» **What the task requires**: Collect every line in the records below that contains the word "rough". Case counts.

» **Records for the task**:
*-*-*

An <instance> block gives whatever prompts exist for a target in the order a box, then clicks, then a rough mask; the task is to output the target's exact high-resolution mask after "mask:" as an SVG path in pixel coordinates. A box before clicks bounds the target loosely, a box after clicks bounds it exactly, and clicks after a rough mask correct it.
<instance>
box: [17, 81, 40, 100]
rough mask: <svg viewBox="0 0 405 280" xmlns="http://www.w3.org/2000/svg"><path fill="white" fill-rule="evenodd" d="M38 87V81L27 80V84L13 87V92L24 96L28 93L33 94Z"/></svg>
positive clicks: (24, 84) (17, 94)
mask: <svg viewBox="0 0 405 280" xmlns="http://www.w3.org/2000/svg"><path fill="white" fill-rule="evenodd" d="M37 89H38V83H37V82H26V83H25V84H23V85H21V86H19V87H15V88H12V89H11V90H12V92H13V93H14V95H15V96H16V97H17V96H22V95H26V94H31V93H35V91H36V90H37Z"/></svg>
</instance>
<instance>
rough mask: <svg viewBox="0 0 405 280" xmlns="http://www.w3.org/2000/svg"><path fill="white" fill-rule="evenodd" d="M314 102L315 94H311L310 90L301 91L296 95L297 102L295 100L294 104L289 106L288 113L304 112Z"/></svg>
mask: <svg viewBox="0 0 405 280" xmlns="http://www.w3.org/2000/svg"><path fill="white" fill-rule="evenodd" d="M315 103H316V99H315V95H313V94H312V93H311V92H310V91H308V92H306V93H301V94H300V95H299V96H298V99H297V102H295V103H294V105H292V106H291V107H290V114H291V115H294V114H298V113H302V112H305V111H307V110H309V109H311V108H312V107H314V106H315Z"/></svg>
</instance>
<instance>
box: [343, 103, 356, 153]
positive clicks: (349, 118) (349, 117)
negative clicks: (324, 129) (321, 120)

*-*-*

» **Your solution**:
An <instance> block gives whatever prompts exist for a target in the order a box, then clicks, then a rough mask; the task is to output the target's exact high-resolution mask after "mask:" as an SVG path in pixel coordinates. A box before clicks bounds the target loosely, a box after clicks bounds it exactly, and clicks after a rough mask correct it.
rough mask: <svg viewBox="0 0 405 280" xmlns="http://www.w3.org/2000/svg"><path fill="white" fill-rule="evenodd" d="M38 87V81L27 80V84L13 87V92L24 96L28 93L33 94Z"/></svg>
rough mask: <svg viewBox="0 0 405 280" xmlns="http://www.w3.org/2000/svg"><path fill="white" fill-rule="evenodd" d="M314 102L315 94H311L310 90L301 91L296 95L297 102L295 100L294 104L289 106L288 113L304 112Z"/></svg>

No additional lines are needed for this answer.